**PAGE EXCERPT:**
= Beginning of Section =
Having a bad brain day.
Feel like I have forgotten how to life.
Lifing! How does it work?
This is not the first time I’ve noticed my depression get worse around this time of year, late Mach/early April.
It may be related only tenuously, but there is this: I’m 44 now, so 42 years ago, my father, who doted on me, was lying in a V.A. hospital in northern Arizona, slowly wasting away from cancer. My mom would drive over a mountain (literally) each day to visit him.
I guess my sister and grandmother took care of me, but I was young enough that I have no memory of it.
I have no memory of him. Not directly.
I just have stories, and memories of old photographs and Super 8 movies. I grew up idolizing a man I couldn’t remember,because I was repeatedly told how much he loved me. That is good. It gave me something to hold on to when my mother’s volatile alcoholism confused and frightened me.
I am grateful to Fate that my son has had the chance to have a father for 7 more years (and counting!) than I did.
And when my depression is bad, the thing that holds me grounded to this world is being here for him, in a way that I did not get to have someone be there for me.
The darkness is stealing my heart, and the bravest thing I do today may be just going to the grocery store. If I even do.
= End of Section =
**SET OF TASKS:**
• 1. From the depression post, print the passage starting with "It may be related" and going on through "him. Not directly.".
• 2. Answer these questions using the depression post:
(a) How old does the writer say they are now?
(b) Where was the writer's father hospitalized?
(c) How many more years has the writer's son had a father than the writer did?
• 3. Write the next part of the depression post, continuing on from its final sentence.
The entries that follow the depression post play no part in any task.

**PROVIDED DATA:**
= Beginning of Section =
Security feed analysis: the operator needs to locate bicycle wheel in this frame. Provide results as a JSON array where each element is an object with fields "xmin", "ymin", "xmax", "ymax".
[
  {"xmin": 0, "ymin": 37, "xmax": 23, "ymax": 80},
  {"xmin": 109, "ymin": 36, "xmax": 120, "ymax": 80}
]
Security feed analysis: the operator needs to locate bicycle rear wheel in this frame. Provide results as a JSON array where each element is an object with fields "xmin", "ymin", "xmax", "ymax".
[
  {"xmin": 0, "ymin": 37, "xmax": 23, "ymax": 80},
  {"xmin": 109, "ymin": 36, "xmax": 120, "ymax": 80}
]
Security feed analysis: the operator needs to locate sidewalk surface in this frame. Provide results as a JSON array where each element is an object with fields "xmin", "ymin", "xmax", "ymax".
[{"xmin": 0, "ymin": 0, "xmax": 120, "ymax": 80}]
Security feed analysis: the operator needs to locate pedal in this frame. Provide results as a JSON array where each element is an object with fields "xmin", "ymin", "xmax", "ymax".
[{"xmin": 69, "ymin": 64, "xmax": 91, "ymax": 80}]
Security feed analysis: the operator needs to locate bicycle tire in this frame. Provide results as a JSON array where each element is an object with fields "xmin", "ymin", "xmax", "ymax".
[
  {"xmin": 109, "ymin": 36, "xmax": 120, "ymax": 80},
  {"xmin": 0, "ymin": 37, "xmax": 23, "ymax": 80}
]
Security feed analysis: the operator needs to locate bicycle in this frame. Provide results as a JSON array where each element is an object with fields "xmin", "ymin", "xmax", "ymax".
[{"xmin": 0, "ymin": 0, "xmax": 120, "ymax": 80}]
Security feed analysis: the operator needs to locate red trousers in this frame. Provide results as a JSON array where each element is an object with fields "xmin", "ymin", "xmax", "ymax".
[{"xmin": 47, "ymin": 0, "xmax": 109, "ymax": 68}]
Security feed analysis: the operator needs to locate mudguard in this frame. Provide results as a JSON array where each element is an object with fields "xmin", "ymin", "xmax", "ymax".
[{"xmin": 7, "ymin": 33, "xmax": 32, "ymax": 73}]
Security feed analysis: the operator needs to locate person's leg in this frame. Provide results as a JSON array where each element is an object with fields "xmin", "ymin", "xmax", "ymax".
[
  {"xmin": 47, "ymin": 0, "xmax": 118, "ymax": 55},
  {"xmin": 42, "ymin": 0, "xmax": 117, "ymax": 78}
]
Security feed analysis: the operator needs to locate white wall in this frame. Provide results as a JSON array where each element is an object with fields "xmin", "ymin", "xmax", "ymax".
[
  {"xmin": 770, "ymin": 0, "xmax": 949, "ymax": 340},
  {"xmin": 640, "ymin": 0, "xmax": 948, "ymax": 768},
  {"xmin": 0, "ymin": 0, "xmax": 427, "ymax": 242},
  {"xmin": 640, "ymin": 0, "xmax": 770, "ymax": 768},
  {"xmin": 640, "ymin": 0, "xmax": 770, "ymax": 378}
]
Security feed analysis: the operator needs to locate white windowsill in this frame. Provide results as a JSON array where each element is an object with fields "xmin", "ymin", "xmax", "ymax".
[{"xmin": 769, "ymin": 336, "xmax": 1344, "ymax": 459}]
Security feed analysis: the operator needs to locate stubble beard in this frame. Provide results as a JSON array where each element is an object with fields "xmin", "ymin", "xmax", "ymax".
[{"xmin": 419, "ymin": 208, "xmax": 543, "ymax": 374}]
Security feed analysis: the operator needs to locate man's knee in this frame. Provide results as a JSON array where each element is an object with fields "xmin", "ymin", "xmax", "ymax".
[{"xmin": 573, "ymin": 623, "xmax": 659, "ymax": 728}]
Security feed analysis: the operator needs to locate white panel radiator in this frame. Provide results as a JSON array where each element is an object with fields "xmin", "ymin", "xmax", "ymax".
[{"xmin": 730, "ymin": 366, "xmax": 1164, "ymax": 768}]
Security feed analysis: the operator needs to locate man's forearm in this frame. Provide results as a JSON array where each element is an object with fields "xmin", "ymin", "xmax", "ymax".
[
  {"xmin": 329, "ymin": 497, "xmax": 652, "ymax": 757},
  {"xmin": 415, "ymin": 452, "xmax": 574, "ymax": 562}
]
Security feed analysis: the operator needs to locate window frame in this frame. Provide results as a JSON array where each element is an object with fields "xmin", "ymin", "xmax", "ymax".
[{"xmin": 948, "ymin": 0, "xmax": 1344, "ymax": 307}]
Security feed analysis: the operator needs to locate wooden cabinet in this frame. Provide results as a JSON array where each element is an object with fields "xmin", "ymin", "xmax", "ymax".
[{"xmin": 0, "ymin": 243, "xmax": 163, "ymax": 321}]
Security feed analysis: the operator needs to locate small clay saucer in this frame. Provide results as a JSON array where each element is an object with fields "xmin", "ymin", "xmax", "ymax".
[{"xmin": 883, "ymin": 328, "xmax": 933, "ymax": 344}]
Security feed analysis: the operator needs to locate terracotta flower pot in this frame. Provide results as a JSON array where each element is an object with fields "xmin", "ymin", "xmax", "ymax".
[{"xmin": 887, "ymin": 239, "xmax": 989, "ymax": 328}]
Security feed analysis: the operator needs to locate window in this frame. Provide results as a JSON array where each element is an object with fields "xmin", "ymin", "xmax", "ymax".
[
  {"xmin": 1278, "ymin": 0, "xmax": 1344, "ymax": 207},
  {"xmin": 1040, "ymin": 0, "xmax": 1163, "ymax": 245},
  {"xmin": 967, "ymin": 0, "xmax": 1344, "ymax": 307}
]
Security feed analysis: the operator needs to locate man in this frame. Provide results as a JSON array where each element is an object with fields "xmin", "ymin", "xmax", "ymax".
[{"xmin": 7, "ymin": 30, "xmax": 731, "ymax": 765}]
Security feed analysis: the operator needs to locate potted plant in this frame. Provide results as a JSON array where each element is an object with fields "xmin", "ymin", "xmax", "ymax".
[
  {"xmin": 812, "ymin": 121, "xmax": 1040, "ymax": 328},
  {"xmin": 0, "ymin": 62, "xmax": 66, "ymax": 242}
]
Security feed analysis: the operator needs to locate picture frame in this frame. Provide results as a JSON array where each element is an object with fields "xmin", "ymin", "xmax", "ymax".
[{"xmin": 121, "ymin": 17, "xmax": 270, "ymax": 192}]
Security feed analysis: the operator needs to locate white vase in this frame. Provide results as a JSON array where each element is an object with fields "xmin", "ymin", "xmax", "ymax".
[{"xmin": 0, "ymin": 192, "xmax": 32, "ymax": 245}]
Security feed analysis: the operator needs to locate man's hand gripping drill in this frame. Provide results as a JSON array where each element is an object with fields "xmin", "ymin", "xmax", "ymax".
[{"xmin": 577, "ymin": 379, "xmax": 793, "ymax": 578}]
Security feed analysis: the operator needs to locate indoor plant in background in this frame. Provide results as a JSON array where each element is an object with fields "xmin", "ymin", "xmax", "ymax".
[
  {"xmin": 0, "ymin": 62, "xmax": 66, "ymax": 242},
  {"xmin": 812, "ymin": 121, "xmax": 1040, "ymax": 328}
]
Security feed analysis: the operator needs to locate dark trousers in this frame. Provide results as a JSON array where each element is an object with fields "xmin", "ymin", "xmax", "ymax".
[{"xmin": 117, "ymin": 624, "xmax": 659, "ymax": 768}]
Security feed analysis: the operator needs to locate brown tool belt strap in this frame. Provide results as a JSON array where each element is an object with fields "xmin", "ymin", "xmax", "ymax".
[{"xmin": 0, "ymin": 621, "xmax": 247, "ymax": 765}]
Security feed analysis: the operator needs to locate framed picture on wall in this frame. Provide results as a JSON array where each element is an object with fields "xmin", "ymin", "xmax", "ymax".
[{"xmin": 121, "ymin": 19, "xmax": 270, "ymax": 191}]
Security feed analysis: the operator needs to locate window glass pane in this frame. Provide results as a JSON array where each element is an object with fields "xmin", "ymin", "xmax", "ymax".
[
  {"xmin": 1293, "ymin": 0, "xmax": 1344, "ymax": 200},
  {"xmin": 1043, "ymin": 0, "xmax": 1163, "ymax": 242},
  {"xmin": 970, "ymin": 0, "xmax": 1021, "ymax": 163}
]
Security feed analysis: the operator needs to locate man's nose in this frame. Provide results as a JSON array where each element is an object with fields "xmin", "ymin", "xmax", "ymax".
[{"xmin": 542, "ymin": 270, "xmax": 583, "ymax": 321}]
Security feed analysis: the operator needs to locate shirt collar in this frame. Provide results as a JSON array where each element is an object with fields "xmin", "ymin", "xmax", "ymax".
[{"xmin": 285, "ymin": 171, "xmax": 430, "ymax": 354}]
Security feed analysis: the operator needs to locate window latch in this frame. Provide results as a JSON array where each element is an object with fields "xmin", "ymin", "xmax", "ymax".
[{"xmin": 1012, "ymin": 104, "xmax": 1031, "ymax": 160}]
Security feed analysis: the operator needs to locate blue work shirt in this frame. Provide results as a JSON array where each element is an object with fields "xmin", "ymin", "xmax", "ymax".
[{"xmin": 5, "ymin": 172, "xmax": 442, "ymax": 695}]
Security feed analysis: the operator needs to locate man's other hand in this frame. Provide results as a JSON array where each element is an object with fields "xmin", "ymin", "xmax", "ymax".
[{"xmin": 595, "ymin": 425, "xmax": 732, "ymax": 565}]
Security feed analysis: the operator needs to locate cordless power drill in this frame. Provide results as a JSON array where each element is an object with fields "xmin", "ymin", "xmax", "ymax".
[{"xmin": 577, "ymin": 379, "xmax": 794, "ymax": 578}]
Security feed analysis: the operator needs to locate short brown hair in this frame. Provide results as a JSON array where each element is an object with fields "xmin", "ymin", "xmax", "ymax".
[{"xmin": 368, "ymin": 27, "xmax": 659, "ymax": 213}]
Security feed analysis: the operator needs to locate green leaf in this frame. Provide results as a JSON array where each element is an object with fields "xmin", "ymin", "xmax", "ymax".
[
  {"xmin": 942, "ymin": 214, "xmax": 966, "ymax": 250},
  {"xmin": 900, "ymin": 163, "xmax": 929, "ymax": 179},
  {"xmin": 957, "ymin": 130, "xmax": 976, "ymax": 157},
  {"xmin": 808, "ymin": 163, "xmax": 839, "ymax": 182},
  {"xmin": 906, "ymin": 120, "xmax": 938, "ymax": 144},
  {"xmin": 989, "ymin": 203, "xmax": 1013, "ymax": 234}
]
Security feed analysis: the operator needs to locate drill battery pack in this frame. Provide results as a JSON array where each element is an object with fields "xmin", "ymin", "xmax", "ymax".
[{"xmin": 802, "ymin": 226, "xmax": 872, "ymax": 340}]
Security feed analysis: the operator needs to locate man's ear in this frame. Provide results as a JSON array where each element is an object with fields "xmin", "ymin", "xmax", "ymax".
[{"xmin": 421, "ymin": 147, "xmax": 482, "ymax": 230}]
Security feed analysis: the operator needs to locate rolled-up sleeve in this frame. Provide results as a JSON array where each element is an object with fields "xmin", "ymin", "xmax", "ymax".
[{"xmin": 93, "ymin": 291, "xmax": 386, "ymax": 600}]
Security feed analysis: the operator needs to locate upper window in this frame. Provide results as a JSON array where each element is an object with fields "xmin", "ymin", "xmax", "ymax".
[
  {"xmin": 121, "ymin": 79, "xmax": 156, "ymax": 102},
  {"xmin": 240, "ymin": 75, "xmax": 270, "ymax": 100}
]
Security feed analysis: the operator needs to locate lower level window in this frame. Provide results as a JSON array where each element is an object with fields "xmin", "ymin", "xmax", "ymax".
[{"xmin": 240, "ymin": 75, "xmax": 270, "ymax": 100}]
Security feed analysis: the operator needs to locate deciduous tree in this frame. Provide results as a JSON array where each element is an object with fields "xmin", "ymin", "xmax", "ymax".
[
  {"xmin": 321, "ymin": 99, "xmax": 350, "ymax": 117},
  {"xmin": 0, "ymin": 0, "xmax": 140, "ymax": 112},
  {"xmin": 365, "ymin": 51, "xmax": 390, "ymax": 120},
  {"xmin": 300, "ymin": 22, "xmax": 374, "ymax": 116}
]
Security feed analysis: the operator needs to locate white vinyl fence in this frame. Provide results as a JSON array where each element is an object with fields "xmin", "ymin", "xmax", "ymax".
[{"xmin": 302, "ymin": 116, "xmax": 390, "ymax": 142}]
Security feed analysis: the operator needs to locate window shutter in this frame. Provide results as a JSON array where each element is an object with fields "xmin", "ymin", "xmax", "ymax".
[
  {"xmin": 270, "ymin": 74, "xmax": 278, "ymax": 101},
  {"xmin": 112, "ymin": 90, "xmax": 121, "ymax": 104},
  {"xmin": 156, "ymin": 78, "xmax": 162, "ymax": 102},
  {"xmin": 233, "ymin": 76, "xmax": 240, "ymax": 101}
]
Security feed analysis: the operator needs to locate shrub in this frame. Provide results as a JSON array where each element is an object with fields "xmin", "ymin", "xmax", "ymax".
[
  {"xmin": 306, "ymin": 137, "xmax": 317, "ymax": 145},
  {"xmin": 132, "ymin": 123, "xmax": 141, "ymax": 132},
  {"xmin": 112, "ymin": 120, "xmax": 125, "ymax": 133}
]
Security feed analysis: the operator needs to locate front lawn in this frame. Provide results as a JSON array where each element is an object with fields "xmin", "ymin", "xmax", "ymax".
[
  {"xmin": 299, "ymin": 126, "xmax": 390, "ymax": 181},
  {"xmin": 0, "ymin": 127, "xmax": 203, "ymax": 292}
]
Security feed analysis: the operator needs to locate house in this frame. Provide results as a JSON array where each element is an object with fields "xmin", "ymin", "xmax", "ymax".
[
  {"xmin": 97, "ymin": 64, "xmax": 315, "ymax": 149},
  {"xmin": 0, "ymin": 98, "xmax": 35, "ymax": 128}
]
= End of Section =
**ACTIVITY ANSWERS:**
• 1.
It may be related only tenuously, but there is this: I’m 44 now, so 42 years ago, my father, who doted on me, was lying in a V.A. hospital in northern Arizona, slowly wasting away from cancer. My mom would drive over a mountain (literally) each day to visit him.
I guess my sister and grandmother took care of me, but I was young enough that I have no memory of it.
I have no memory of him. Not directly.

• 2.
(a) 44
(b) In a V.A. hospital in northern Arizona
(c) 7 more years, and counting

• 3.
When I deprive myself of sleep, my depression lessens and my anxiety abates.
When I get caught up on sleep, my depression surges. When I get a surplus of sleep, anxiety takes over.
Which is the rock and which is the hard place? Which is Charybdis and which is Scylla?
Yesterday, I slept all morning, met Stevie for lunch, then came home, and after a couple of hours, headed to bed early. So, of course, I was up for a few hours in the middle of the night, but then I slept again.
And then woke up to a lovely anxiety attack. It passed relatively quickly, but has come back at a lower level. I walk around feeling like I could jump out of my skin. Sitting here writing this is soothing, but as soon as I’m done, I’ll have to be with myself again, in my own skin, feeling on edge, ready to lash at at any threat, and anything could be a threat. Or everything is.
The past three days had been bad. My depression is hitting me harder than it has in a while, and my emotional and physical resources for dealing with it are at a low. I’ll get a little bit of a break later today: my son is going to spend the night with his cousins. I may just go to bed early and try to catch up on rest. Or maybe I’ll try to get something done, so I feel like I’m getting myself unburied from under all the stuff I’ve let pile up.
But I don’t even feel like putting words together right now, and since that is often something that helps me mentally process my way out of the downward spiral, that should tell you that things in my head are bad. Sometimes, just acknowledging it here helps. I’m hoping it does this time.
My feelings are raw. No reason. Or, biochemical reasons.
My son has friends over. They are playing Minecraft on the Xbox.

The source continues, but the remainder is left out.